THE TASK - Write out again the lines from the one containing "Tight-box annotation required for the class rough" up to and including the one containing "[73,138,120,209]", requests and all, with every bounding-box coordinate in the answers raised by 68. Leave the pictures out.

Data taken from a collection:
%%

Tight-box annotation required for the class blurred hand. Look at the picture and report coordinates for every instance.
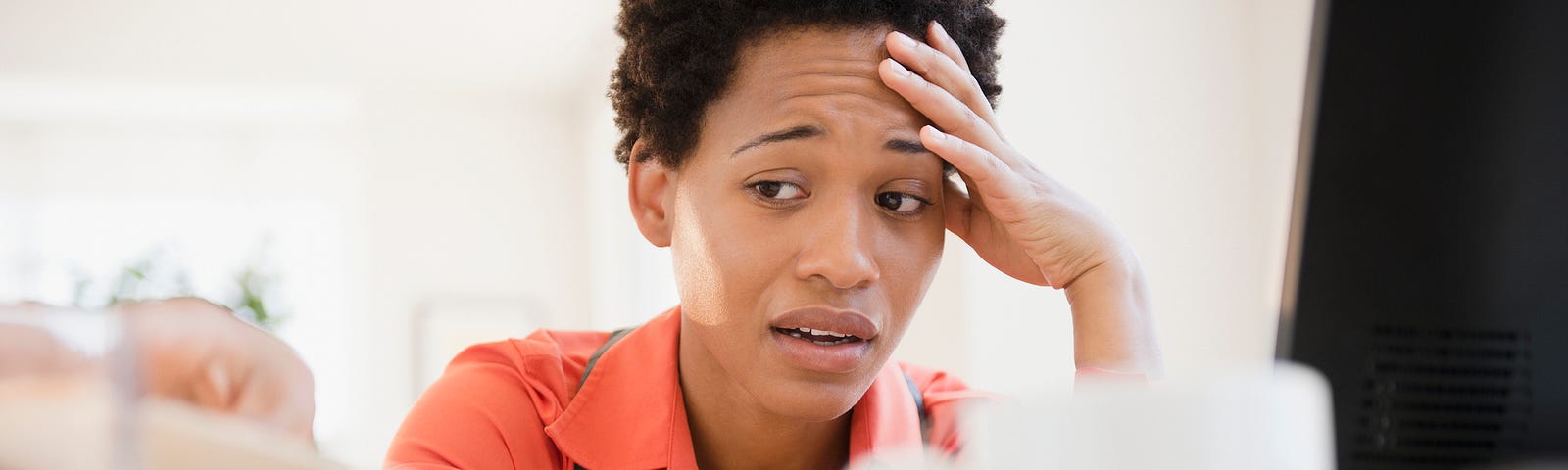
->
[0,298,316,444]
[116,298,316,442]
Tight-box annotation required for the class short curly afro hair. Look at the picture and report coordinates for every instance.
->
[610,0,1006,169]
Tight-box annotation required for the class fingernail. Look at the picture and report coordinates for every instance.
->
[931,21,952,37]
[888,58,909,76]
[923,125,947,143]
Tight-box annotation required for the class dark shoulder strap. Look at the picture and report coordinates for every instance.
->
[572,326,637,470]
[577,326,637,390]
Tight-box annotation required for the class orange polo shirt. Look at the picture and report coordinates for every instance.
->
[386,307,988,470]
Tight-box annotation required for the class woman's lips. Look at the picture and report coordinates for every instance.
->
[768,307,878,373]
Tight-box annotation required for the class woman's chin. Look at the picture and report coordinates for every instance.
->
[759,384,865,423]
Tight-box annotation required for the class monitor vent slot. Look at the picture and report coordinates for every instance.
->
[1348,324,1532,468]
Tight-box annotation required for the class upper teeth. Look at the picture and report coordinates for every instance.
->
[795,327,849,339]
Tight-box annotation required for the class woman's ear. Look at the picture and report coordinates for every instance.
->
[625,139,676,248]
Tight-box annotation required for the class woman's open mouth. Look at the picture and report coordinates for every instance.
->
[768,308,878,373]
[773,326,862,347]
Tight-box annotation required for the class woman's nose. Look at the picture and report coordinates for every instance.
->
[795,204,881,290]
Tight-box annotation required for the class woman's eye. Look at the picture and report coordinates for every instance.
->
[751,182,806,199]
[876,193,927,213]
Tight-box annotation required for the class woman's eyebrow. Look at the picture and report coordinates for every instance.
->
[883,139,931,154]
[729,125,825,157]
[729,125,931,159]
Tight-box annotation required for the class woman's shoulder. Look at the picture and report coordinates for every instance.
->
[387,329,610,468]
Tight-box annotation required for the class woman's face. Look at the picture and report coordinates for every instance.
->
[646,28,944,421]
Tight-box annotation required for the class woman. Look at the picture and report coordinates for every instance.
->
[387,0,1158,468]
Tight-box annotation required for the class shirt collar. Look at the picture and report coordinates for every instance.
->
[544,307,920,468]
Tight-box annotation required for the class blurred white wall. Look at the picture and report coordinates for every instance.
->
[0,0,1311,468]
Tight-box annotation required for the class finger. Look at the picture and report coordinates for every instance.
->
[920,125,1021,202]
[888,31,996,127]
[925,21,969,73]
[943,178,974,241]
[876,58,1001,146]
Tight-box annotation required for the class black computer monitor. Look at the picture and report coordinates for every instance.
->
[1278,0,1568,470]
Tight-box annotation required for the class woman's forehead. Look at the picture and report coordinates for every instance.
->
[700,28,925,153]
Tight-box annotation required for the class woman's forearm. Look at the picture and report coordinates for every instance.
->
[1064,260,1163,378]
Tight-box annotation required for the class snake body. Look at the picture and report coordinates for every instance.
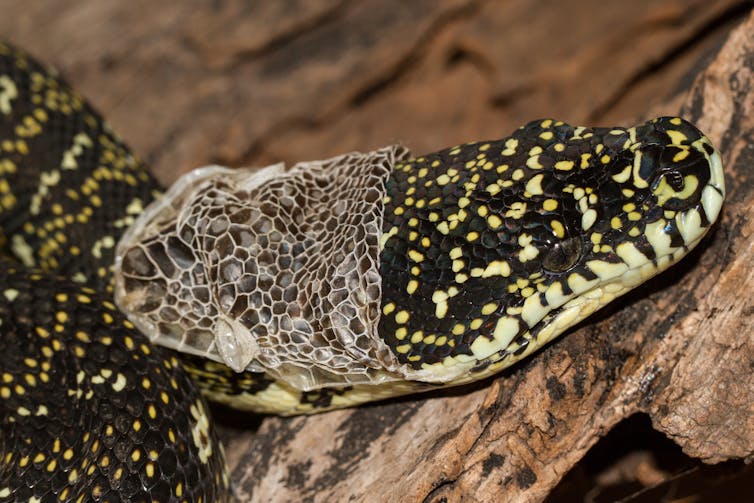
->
[0,45,724,501]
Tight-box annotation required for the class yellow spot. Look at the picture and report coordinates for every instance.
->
[665,129,688,145]
[408,249,424,263]
[406,279,419,295]
[526,173,544,196]
[487,215,503,230]
[550,220,565,239]
[555,161,573,171]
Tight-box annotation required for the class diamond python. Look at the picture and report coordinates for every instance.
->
[0,44,724,501]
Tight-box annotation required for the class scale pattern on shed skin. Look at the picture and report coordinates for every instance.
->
[0,44,229,502]
[141,117,724,414]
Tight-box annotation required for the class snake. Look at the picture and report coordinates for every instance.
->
[0,44,725,502]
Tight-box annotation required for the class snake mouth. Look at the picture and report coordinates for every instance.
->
[432,146,725,382]
[496,148,725,366]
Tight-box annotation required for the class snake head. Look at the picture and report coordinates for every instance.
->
[381,117,724,383]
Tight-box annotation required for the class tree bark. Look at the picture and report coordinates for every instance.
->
[0,0,754,501]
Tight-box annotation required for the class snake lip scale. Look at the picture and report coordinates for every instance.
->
[0,44,725,501]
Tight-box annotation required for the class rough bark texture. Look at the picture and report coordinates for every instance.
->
[0,0,754,501]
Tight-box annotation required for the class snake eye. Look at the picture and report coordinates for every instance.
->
[542,237,581,272]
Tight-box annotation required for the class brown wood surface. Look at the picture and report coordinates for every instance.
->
[0,0,754,501]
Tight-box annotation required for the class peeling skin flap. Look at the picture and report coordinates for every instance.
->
[110,146,409,390]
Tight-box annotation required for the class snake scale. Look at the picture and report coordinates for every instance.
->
[0,44,724,502]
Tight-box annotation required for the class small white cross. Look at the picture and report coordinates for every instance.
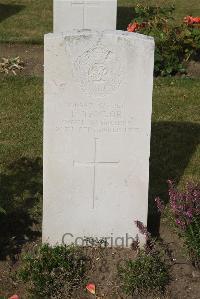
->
[73,138,120,209]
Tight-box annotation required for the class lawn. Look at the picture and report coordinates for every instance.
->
[0,0,200,43]
[0,77,200,226]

%%

OUTPUT FOR THIS EXERCISE -
Tight-box annotation required for the class rough bark texture. Look at the picture and report coordinates for every instance.
->
[68,68,822,569]
Tight-box annotation required for the class snake eye. Look at the picture and report coordinates for every instance.
->
[610,305,649,340]
Tight-box annotation required for the class brown wood surface. Look at the picture and report coordinates for every instance.
->
[68,68,822,569]
Tight-box annotation required for the class peeling skin flap. Look at the picture and report coordinates for every instance.
->
[178,214,477,458]
Tight-box annotation required for the class snake scale. Look at the picture and report coordinates for every instance.
->
[68,112,792,570]
Tight-box annotation required for the class small white cross. Look at the picture and report coordinates for every instance.
->
[141,206,188,277]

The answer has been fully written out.